Selección:
Canto Rodado de Samuel Serrano
Un
poemario profundo y despojado (Primera parte: “Canto rodado”)
Por
Ángel López Ortega
Madrid, España
Modesto
y aparentemente sencillo como un canto rodado, este segundo libro de Samuel
Serrano escrito entre 1995-96 que mereció el premio ciudad de Bogotá, remite inevitablemente a la humildad de las
piedras del camino cantadas por León Felipe,
a su ausencia de adorno, a su
aridez.
Por
medio de una alegoría que compara a las piedras con los domesticados seres
humanos de nuestro tiempo, desprovistos de dioses y leyendas que son despeñados
inevitablemente hacia la fosa, Serrano intenta explicar en la serie de poemas
iniciales el título del libro y el significado de sus versos.
Las piedras de la calle
son el lecho de un río
que ha olvidado sus aguas
Esta
hipótesis cobra fuerza en el segundo poema del mismo nombre.
Como piedras pulidas
en el lecho de un río
al invocar el sueño
frotamos nuestros pies.
Somos
guijarros desolados, pobres seres
insomnes a los que les cuesta dormir. El insomnio, como alegoría y metáfora
fundamental de la obra, condición no deseable del autor que a pesar de su fatiga
no puede dormir y descansar, aparece por primera vez en estos versos como una
densa penumbra amenazante que se hará más evidente en la tercera parte del
libro.
En
esta primera parte se hurga en la herencia generacional de la gente de la
montaña, a la que pertenece la familia del poeta. Y en el retrato no salen
favorecidos. En el excelente poema “Serranos”, los hombres de la tierra son
monolíticos, fríos, rencorosos, vengativos:
Un bloque de granito
como un hacha de piedra.
Unos dientes azules,
verticales y fríos.
Así
termina ese poema, el cual anticipa de algún modo el próximo libro de Serrano,
El
hacha de piedra, imagen que en estos versos alude a la violencia primitiva,
a la dureza del relieve y del carácter, a unos hombres descritos como la misma
dentada sierra de la cordillera.
A
continuación, el poema dedicado a la abuela, pese a que ella es también
habitante de las montañas, dulcifica un tanto el tono. Aquí prima el grato recuerdo
de lo cotidiano, la antigua casa de paredes blancas, embaldosada de ladrillos
rojos, con los muebles oscuros y el huerto luminoso. La abuela, con su
presencia, hace humanas esas cosas. Y la emoción y el cariño están presentes,
inseparables de la infancia. La abuela ha desaparecido, pero su presencia protectora aún puede sentirse en la
estancia “como un hondo latido / donde
hoy fluyen tus pasos”. El poema jardín retoma de nuevo esta nostálgica evocación
de la infancia, aunque asechada por garras y colmillos que amenazan frenar la
verde enredadera del sueño.

Datos proporcionados:
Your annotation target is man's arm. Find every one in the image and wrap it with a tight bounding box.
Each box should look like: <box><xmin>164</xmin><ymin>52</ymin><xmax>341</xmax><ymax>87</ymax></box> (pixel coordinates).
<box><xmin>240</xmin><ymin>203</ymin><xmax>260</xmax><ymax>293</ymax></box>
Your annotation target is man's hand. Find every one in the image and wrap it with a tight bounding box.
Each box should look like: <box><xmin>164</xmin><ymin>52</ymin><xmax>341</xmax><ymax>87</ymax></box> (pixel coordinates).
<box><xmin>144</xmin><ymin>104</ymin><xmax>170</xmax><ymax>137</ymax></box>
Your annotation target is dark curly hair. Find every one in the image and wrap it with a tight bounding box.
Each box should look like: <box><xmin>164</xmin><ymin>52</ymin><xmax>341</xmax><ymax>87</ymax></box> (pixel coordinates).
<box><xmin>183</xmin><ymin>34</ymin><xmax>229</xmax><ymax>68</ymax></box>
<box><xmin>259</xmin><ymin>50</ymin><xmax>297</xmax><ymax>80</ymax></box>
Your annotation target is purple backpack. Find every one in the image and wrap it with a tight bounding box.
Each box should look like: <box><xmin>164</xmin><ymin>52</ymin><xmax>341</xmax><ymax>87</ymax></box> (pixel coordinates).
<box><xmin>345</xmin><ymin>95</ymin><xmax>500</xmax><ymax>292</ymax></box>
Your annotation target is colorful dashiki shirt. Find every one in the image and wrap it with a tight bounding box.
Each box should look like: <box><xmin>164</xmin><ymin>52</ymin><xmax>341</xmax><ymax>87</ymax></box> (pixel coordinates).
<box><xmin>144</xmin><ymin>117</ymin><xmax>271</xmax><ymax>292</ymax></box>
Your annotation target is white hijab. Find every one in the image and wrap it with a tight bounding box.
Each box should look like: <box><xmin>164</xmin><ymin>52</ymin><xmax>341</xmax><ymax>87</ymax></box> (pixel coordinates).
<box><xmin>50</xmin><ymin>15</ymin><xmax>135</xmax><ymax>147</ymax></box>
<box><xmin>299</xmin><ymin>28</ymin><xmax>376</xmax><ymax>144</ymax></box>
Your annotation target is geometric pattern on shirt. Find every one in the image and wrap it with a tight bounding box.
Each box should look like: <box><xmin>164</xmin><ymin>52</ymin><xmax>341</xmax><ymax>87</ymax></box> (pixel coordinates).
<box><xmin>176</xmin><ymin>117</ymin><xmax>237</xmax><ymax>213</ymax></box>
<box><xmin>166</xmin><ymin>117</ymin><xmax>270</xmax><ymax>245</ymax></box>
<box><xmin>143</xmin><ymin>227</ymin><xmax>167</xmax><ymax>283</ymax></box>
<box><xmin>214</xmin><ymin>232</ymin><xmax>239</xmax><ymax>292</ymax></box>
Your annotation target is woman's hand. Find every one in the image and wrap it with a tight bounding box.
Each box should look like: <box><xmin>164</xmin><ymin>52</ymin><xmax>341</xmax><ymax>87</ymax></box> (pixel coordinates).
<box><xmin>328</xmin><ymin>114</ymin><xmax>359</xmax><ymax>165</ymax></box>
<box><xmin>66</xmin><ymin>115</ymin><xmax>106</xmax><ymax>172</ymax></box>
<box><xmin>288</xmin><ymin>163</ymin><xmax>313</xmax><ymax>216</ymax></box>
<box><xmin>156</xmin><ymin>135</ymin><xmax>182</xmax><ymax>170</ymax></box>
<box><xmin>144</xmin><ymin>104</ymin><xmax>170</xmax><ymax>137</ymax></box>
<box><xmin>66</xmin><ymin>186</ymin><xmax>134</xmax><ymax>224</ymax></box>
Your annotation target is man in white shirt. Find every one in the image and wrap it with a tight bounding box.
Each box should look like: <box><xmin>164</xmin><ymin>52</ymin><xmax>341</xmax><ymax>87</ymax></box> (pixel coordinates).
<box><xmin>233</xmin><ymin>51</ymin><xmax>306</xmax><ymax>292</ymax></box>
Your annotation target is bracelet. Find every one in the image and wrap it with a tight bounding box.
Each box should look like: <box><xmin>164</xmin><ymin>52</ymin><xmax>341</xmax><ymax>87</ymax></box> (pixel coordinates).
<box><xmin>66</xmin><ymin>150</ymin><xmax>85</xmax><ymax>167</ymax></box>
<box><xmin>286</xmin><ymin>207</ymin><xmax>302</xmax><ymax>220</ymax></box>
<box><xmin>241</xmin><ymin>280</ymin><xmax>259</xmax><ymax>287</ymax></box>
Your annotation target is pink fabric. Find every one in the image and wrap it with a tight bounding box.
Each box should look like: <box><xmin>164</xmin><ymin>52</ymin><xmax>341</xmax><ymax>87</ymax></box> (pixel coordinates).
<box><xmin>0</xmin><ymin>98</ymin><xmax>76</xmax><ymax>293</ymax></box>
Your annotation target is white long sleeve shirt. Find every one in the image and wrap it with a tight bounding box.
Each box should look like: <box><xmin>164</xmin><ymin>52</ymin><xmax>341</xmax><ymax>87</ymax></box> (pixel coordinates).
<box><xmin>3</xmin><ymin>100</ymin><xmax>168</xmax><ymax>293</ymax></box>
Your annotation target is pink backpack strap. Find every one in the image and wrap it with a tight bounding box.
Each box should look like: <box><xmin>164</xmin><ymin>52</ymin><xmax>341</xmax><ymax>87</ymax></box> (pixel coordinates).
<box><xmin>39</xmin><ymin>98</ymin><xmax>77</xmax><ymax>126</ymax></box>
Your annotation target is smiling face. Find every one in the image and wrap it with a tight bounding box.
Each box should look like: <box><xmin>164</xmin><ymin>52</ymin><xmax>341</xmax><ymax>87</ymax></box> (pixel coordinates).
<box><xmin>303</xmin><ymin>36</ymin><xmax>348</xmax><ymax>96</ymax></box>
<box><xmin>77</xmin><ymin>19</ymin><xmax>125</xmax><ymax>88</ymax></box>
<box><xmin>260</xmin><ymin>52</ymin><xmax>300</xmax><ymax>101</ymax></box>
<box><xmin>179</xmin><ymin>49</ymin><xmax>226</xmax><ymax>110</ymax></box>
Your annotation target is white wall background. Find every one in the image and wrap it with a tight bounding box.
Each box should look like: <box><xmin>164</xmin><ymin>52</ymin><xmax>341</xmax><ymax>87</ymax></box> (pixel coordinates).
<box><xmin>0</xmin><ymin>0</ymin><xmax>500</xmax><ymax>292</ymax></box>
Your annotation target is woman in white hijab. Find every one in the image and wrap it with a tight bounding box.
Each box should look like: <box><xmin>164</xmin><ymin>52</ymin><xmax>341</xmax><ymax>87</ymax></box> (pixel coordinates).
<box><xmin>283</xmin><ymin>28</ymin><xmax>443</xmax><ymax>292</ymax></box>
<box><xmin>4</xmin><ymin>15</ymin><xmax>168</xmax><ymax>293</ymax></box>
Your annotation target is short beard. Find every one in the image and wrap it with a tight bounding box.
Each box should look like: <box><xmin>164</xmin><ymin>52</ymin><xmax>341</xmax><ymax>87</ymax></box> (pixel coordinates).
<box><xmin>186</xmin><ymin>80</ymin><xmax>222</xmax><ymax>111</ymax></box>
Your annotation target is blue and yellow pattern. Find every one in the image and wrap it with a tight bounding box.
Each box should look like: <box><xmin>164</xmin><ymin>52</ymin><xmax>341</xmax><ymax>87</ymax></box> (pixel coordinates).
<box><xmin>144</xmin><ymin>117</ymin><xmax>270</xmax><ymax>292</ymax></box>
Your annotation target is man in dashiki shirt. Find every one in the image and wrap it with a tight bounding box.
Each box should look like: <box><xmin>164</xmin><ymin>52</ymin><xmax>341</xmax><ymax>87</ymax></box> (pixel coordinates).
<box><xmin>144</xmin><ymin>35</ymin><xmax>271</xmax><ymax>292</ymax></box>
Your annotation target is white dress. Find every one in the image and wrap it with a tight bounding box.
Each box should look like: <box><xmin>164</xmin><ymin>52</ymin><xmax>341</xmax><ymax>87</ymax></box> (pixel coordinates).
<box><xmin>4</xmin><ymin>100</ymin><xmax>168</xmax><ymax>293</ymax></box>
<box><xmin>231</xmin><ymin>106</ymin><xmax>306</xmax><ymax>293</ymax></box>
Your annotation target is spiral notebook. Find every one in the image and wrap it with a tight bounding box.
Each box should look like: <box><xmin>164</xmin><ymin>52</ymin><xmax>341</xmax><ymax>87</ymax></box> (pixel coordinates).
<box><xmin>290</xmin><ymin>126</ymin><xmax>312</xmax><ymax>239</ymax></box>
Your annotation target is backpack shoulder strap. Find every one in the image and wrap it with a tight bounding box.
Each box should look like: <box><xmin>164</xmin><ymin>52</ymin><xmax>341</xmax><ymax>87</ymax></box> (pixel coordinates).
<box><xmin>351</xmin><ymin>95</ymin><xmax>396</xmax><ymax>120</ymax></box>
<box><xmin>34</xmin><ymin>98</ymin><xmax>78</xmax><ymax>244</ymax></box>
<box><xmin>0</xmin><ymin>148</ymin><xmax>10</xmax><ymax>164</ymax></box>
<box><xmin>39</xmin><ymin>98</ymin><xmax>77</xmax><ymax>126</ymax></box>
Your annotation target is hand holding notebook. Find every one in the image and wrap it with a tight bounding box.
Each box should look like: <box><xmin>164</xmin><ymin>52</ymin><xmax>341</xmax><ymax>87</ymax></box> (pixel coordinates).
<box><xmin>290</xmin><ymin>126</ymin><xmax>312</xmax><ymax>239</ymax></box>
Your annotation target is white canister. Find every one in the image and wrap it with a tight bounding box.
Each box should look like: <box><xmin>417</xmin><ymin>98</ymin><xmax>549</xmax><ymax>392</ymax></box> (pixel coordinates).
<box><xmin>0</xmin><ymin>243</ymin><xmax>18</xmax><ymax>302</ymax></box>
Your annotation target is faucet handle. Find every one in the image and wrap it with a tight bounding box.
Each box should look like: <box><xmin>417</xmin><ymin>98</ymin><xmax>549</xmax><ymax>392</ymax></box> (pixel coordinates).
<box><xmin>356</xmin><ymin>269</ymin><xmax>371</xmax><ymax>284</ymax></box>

Instrucción dada 1:
Según la reseña, ¿qué premio obtuvo el segundo libro de Samuel Serrano?
Instrucción dada 2:
Reproduce de la reseña el fragmento que comienza en "Las piedras de" y continúa hasta "frotamos nuestros pies.".
Los ítems provienen de una fuente distinta.

Resultado final 1:
El premio ciudad de Bogotá.

Resultado final 2:
Las piedras de la calle
son el lecho de un río
que ha olvidado sus aguas
Esta
hipótesis cobra fuerza en el segundo poema del mismo nombre.
Como piedras pulidas
en el lecho de un río
al invocar el sueño
frotamos nuestros pies.